(DIRECTIVE) Reproduce all of the lines in these records, requests included, but shift every bounding-box coordinate in the answers by -142. Omit the pictures from your output.

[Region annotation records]
════════════════════
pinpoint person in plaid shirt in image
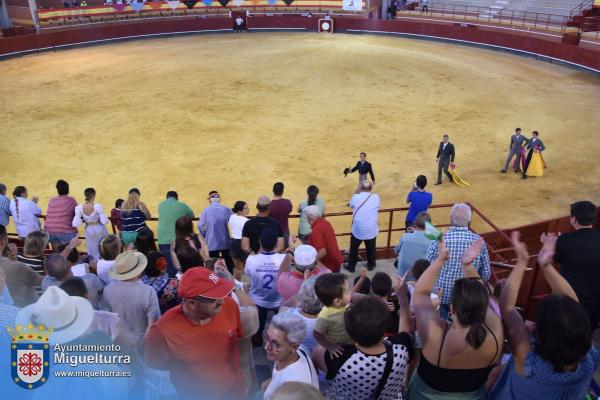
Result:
[426,203,491,319]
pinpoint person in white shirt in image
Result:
[228,201,250,280]
[73,188,108,261]
[262,312,319,400]
[244,229,285,345]
[96,234,121,285]
[9,186,42,239]
[346,180,381,272]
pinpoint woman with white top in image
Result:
════════════════════
(SOLUTION TO THIS TASK)
pinpoint person in plaid shirt in image
Result:
[284,61,349,177]
pinpoint person in white shirt in image
Result:
[86,59,108,138]
[-69,46,-34,119]
[120,170,177,258]
[102,87,143,203]
[-46,92,-21,143]
[-133,44,-100,97]
[204,38,239,130]
pinpoint woman with white top in image
Result:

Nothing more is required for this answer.